[PROBLEM REQUIREMENTS]:
Start with the first line of the data and end with the line that holds "Outline every instance of the street"; write out each one exactly.

[DATASET EXCERPTS]:
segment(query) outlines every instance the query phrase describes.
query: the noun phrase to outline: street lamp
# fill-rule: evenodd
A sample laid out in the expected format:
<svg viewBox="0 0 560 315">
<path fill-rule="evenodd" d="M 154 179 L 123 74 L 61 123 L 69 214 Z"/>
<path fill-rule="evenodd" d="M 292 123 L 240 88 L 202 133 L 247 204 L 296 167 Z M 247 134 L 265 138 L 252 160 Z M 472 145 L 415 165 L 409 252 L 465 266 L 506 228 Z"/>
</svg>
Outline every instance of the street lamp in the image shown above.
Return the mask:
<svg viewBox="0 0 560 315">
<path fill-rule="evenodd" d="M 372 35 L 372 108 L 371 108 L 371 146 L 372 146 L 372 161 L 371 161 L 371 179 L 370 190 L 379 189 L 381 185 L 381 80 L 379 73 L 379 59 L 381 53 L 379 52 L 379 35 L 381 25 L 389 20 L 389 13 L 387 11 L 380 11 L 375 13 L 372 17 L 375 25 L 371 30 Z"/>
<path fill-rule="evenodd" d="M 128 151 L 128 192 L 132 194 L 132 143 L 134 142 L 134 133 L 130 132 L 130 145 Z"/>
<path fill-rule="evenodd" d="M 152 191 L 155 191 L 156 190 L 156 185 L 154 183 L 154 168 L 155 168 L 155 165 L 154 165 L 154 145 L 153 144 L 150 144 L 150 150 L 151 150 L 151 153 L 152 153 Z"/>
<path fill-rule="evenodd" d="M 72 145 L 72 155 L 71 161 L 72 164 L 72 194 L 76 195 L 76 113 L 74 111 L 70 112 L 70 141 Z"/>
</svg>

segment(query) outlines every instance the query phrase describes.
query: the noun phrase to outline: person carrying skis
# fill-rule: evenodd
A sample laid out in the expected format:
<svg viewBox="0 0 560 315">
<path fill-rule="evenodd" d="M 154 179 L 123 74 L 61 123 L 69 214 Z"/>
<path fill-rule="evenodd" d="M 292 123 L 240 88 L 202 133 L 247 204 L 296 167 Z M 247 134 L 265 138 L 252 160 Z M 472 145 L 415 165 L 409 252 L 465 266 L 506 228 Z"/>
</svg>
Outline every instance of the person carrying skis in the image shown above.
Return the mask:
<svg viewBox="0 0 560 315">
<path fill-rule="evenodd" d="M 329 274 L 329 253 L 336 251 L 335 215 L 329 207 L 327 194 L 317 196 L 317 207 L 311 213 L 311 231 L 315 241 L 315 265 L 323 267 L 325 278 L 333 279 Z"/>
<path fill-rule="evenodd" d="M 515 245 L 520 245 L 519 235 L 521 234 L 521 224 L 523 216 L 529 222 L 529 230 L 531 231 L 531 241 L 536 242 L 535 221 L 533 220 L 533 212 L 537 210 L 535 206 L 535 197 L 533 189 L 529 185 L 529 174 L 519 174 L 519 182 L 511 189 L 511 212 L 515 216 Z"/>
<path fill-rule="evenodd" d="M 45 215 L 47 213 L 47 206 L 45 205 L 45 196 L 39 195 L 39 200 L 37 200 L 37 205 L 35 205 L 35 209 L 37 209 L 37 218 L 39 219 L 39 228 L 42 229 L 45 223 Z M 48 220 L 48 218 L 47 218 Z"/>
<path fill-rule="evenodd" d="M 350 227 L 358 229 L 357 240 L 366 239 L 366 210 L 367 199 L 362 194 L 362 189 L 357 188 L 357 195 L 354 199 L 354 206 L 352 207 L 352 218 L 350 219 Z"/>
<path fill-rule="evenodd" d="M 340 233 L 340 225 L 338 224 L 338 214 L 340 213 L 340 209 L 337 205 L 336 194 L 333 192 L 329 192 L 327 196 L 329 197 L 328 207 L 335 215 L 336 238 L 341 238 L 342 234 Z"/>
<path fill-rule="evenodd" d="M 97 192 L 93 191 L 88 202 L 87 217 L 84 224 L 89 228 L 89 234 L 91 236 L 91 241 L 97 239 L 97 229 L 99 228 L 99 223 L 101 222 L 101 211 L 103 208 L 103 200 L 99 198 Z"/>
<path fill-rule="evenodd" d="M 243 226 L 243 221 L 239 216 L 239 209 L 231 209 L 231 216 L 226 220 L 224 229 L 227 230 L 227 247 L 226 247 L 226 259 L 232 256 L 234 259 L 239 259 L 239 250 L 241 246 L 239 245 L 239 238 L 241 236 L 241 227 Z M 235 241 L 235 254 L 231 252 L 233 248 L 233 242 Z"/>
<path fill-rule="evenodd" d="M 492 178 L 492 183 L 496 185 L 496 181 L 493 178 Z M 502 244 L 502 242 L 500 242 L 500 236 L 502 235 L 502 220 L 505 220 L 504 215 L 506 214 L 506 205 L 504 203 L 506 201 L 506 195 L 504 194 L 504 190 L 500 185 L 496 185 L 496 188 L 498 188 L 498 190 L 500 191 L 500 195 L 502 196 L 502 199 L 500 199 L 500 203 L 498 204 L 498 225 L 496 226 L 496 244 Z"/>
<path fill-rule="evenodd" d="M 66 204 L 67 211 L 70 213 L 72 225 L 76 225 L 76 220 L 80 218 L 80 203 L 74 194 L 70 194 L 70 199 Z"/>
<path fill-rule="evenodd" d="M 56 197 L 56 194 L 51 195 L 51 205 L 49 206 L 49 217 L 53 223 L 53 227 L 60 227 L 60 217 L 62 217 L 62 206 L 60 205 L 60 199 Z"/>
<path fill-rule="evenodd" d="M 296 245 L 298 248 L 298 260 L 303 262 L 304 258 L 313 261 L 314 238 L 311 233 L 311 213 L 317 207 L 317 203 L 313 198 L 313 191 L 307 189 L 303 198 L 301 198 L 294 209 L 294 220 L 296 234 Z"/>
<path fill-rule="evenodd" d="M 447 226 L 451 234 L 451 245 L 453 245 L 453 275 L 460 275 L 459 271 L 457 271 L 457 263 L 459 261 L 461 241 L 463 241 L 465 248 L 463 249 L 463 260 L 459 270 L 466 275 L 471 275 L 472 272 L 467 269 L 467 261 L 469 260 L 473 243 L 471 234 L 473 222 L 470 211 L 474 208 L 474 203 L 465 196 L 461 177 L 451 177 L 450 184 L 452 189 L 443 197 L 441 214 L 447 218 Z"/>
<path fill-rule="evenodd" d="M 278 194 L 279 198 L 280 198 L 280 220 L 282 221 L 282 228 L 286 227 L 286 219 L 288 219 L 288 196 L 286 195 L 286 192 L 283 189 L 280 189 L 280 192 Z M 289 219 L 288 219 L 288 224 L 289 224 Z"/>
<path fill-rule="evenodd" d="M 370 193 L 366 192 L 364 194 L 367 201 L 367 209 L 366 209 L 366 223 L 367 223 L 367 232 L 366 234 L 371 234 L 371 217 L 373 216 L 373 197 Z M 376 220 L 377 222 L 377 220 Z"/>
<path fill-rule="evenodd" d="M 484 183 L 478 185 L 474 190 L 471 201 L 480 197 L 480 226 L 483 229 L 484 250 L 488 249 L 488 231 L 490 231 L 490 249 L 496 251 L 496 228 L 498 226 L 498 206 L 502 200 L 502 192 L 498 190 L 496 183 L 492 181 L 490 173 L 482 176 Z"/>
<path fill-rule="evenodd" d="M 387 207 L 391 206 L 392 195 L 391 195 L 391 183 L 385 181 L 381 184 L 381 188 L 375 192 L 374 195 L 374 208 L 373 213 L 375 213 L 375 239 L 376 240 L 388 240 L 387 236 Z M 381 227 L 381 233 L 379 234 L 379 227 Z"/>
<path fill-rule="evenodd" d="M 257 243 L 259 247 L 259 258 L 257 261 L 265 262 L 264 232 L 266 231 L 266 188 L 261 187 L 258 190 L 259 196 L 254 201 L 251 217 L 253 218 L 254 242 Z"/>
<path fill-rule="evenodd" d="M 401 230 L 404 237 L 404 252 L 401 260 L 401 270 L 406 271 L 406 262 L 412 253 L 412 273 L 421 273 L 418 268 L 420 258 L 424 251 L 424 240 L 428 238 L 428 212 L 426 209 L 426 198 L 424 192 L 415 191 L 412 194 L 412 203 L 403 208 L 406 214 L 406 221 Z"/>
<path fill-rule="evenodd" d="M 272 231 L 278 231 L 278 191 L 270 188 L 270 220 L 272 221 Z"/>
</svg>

[ANSWER SPACE]:
segment(query) outlines every instance the query phrase describes.
query: the noun phrase to outline: street lamp
# fill-rule: evenodd
A sample laid out in the expected format:
<svg viewBox="0 0 560 315">
<path fill-rule="evenodd" d="M 154 179 L 123 74 L 61 123 L 69 214 Z"/>
<path fill-rule="evenodd" d="M 292 123 L 240 88 L 202 133 L 247 204 L 296 167 Z M 247 134 L 265 138 L 252 160 Z M 472 145 L 415 165 L 409 252 L 465 266 L 506 228 Z"/>
</svg>
Outline every instance of the street lamp in the image shown above.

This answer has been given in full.